Start Material for this exercise

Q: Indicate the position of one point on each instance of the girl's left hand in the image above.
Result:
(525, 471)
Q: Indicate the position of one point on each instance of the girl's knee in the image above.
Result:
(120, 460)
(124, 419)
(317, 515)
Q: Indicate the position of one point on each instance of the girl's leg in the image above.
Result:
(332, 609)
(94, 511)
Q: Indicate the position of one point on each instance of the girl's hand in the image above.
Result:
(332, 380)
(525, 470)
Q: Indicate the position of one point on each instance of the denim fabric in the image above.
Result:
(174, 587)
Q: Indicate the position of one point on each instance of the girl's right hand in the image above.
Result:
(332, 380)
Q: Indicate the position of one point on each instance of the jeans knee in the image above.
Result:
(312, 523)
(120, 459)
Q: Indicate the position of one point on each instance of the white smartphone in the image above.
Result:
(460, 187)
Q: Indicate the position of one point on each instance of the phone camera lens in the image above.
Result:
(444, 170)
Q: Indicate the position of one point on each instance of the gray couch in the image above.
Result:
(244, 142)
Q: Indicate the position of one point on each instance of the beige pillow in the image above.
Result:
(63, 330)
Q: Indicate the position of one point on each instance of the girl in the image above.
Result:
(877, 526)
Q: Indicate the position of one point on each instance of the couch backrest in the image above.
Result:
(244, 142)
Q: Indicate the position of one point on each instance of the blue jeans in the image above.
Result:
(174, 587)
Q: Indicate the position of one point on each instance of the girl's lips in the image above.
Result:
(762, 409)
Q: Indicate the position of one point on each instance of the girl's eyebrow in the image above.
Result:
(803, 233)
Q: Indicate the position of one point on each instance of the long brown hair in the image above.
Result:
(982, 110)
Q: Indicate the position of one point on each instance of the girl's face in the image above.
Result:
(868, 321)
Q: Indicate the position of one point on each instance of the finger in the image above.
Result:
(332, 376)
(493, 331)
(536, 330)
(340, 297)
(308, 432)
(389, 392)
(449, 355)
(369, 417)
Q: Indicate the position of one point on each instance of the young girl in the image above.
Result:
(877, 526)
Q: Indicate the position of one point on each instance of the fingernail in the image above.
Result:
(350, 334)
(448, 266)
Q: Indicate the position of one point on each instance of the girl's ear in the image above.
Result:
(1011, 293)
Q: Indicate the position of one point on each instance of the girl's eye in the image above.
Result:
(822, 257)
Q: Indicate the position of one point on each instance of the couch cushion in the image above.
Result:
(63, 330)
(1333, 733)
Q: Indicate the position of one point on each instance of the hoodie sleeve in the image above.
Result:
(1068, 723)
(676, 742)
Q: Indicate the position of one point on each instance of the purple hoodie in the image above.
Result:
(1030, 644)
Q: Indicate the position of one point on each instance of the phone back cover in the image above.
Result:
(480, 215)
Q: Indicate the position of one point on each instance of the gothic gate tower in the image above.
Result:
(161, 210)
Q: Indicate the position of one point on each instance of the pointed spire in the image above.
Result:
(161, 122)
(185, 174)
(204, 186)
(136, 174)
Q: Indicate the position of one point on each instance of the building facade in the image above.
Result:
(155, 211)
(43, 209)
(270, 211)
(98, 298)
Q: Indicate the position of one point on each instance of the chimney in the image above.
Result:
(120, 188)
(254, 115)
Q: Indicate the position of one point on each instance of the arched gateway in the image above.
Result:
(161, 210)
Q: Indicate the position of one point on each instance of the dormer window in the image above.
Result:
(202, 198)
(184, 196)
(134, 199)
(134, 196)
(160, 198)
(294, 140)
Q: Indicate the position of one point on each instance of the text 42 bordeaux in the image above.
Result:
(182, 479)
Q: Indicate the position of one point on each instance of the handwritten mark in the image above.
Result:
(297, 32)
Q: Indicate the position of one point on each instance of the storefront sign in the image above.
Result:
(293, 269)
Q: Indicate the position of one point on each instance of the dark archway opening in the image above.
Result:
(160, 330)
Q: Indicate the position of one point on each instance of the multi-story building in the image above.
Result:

End Material for this exercise

### Goal of the exercise
Using the listing above, reproduce each line without omission.

### Solution to the exercise
Q: Indicate the position of one point on each instance of the girl's left hand in the image above.
Result:
(525, 471)
Q: Indicate the position of one point on each instance of the girl's knee in the image above.
Result:
(120, 460)
(124, 419)
(317, 515)
Q: Indicate the position of one point on each instance of the girl's leg in the image above.
Result:
(332, 609)
(94, 511)
Q: Indicate the position of one point on each instance of the girl's hand in the image above.
Result:
(332, 380)
(525, 470)
Q: Indicate the position of one point on each instance of the denim fabric in the image above.
Result:
(174, 587)
Q: Indicate the position of one point on each instance of the girl's right hand in the image above.
Result:
(332, 380)
Q: Indicate the position of one point on each instance of the jeans knee in the image above.
Result:
(312, 523)
(120, 459)
Q: Indicate the position of one point on each instance of the white smartphone in the image above.
Result:
(460, 187)
Q: Indicate the position of one point on each instance of the phone camera lens in the image above.
Result:
(444, 170)
Q: Indicate the position of one point on each instance of the gray couch in the image above.
Result:
(244, 142)
Q: Indicate the position of one point on each instance of the beige pillow in the image above.
Result:
(63, 330)
Q: Indicate the position of one point on each instance of the girl in the image above.
Result:
(877, 526)
Q: Indicate the position of one point on each instance of the couch backrest in the image above.
Result:
(244, 142)
Q: Indicate the position of one point on each instance of the blue jeans in the image above.
Result:
(174, 587)
Q: Indicate the position of one point on each instance of the girl's lips in the image above.
Result:
(762, 409)
Q: Indicate the position of one point on each instance of the girl's eyebrow in the image above.
Result:
(803, 233)
Q: Indicate the position of one point on each instance of the long brown hair in the image above.
Result:
(982, 110)
Q: Indicate the position of one point on each instance of the girl's face in the image above.
Result:
(868, 321)
Q: Indicate the position of one point on each instance of the finger in the image above.
Result:
(332, 376)
(493, 331)
(536, 330)
(340, 297)
(308, 432)
(389, 392)
(449, 355)
(369, 417)
Q: Indicate the position of one point on each instance of the young girl in the image above.
Result:
(877, 526)
Q: Indicate the position of one point on each instance of the fingernail in the image above.
Result:
(350, 334)
(448, 266)
Q: Indicate the position of one point on each instance of the girl's ear in the image above.
Result:
(1011, 293)
Q: Indicate the position of one point on each instance of the girl's eye in the image above.
Result:
(822, 257)
Q: Indicate the position of one point on each instance of the couch cushion in the image above.
Result:
(63, 330)
(1333, 733)
Q: Indicate the position of one point on each instance of the hoodie sleeve in the image above.
Result:
(1068, 723)
(676, 742)
Q: Indicate the position of one point on each instance of the purple hoodie in the image above.
Result:
(1030, 644)
Q: Indicate the position of one point on each instance of the phone back cover in the image above.
Result:
(480, 215)
Q: Indicate the position of one point on each instance of the gothic gate tower in the image above.
Result:
(161, 210)
Q: Indicate the position of one point on each instance of the pointed spire in the image above.
Result:
(161, 122)
(185, 174)
(204, 186)
(136, 174)
Q: Indicate the position of one point on each instance of the building facade in the image above.
Result:
(155, 211)
(43, 209)
(270, 211)
(98, 298)
Q: Indicate the position of one point on each instance of the chimney in the image above.
Result:
(120, 188)
(254, 115)
Q: Indicate the position of one point on each instance of the arched gateway in the image above.
Result:
(161, 210)
Q: Indicate the position of one point on each instance of the dormer window in the image above.
Result:
(202, 198)
(184, 196)
(134, 199)
(134, 196)
(160, 198)
(294, 140)
Q: Indicate the position of one point on each instance of the text 42 bordeaux in the image above.
Result:
(182, 479)
Q: Indicate the position of one point on each instance of the handwritten mark in the image above.
Result:
(297, 32)
Q: Indicate the position of one point on each instance of the storefront sign in the image above.
Result:
(293, 269)
Q: Indicate the position of one point on each instance of the dark archway opening in the image above.
Result:
(160, 330)
Q: Indicate the position of one point on each instance of the multi-story building in the image above.
Result:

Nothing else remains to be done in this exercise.